Позже – во время учебы в колледже Барнард – я стала задавать более сложные и осознанные вопросы. Кстати, в 20‑е годы здесь училась сама Зора. Теперь же ее книги хранились в застекленных шкафах библиотеки Барнарда рядом с книгами других знаменитых выпускников, включая поэтессу, драматурга и романистку Нтозаке Шанге. Каждый раз, проходя мимо книжного шкафа, я чувствовала, что моя мечта стать писательницей становится все более достижимой – ведь Зора и Нтозаке тоже были чернокожими женщинами, как и я.

– Зора жила в моей стране, – с радостью говорила я однокурсникам, – а теперь я живу в ее стране.

Мне нравилось думать, что Зора приехала на Гаити, потому что видела сходство между гаитянской и южной афроамериканской культурами. Зора выросла в городе чернокожих, а я – в черной республике, где жил Фредерик Дуглас [7], где училась и танцевала Кэтрин Данэм[8]. В книге «Расскажи моей лошади» Зора нашла местный аналог историям дядюшки Римуса про хитрого братца Кролика – столь же хитрого Ти Малиса из народной сказки. Гаитянцы верят, что наши мертвые когда‑нибудь вернутся в Африку, и в этой вере Зора почувствовала эхо убежденности тех, кого насильно грузили на корабли работорговцев, не оставляя никакой надежды на возвращение.

В этой книге я находила много знакомого: устный разговорный язык повествования и диалогов, посиделки на открытых крылечках на закате, интимный тон повествования, увлекательнейшие рассказы о реальных людях и литературных персонажах. Описание пышных похорон любимого мула Джени напомнило мне фрагмент из книги «Расскажи моей лошади», где президент Гаити, Антуан Симон, приказывает похоронить своего любимого козла Симало по католическому обряду с отпеванием в главном соборе – над этой историей гаитяне потешались много лет.

_ИСХОДНЫЕ ДАННЫЕ_:
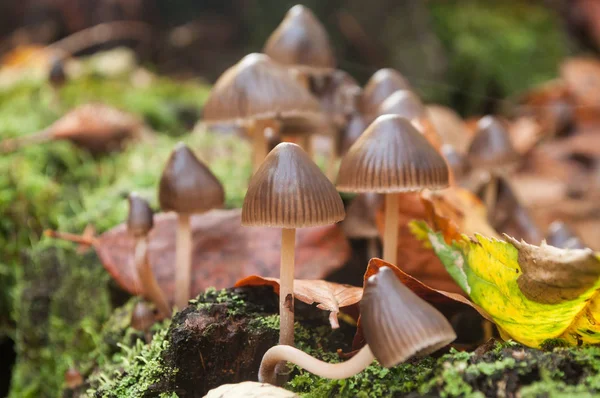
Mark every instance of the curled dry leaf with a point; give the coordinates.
(95, 127)
(223, 251)
(329, 296)
(447, 303)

_ЗАДАНИЯ_:
1/ Ответьте по отрывку о Зоре:
(a) В какие годы Зора училась в колледже Барнард?
(b) Какого персонажа Зора нашла как местный аналог хитрого братца Кролика?
(c) Как президент Гаити Антуан Симон приказал похоронить своего любимого козла Симало?
2/ Перескажите в виде короткого списка абзац отрывка о Зоре, начинающийся словами «Мне нравилось думать». Сохраните основные факты.
3/ Продолжите отрывок о Зоре с того места, где он заканчивается.

_ОТВЕТЫ_:
1/
(a) В 20‑е годы.
(b) Хитрого Ти Малиса из народной сказки.
(c) По католическому обряду, с отпеванием в главном соборе.

2/
- Мне нравилось думать, что Зора приехала на Гаити, потому что видела сходство между гаитянской и южной афроамериканской культурами.
- Зора выросла в городе чернокожих, а я — в черной республике, где жил Фредерик Дуглас и где училась и танцевала Кэтрин Данэм.
- В книге «Расскажи моей лошади» Зора нашла местный аналог хитрого братца Кролика из историй дядюшки Римуса. Это хитрый Ти Малис из народной сказки.
- Гаитянцы верят, что их мертвые когда‑нибудь вернутся в Африку. В этой вере Зора почувствовала эхо убежденности тех, кого насильно увозили на кораблях работорговцев без надежды на возвращение.

3/
В Барнарде мы задавали немало структурных вопросов о книге «Их глаза видели Бога». Это любовный или приключенческий роман? Мы решили, что в этой книге, как и во многих других сложных романах, сочетаются оба элемента. Да и разве приключения не бывают часто связаны с любовью? Ведь история знает немало любовных приключенческих романов.

Мы поднимали проблемы, которые волновали нас, молодых феминисток. Была ли Джени Кроуфорд хорошей женской ролевой моделью или ее жизнь целиком определялась мужчинами? Многие из нас считали, что Джени не должна быть образцом для подражания. Она должна была быть сложным человеком, сумевшим полностью реализоваться. Она была воплощением собственной воли, несмотря на все старания бабушки и двух первых мужей подчинить ее собственной воле. Она ушла от первого мужа, когда жизнь с ним стала невыносимой, и уехала с Кексом после смерти второго мужа, хотя и подверглась общественному осуждению.

Почему Джени позволила Кексу бить ее? Некоторые из нас считали, что Херстон попыталась показать людей, которые не были ни святыми, ни грешниками. В ее героях очень много нюансов, она описывала и сильные стороны людей, и их слабости. Если бы Кекс был слишком жесток, Джени не полюбила бы его. Если бы он был слишком благочестив, то во время работы в полях она не увидела бы в нем равного, а стала бы поклоняться ему, а «все боги, которым поклоняются, становятся жестокими. Все боги насылают страдания без причины… половине богов приносят в жертву вино и цветы. А настоящие боги требуют крови». В конце концов, Джени получает от Кекса сразу все – вино, цветы и кровь – и становится дорогой родственницей, любовную историю которой нам никогда не понять в полной мере, но ее истоки нам совершенно понятны. Кекс отдал жизнь за Джени, и это служит искуплением множества его грехов.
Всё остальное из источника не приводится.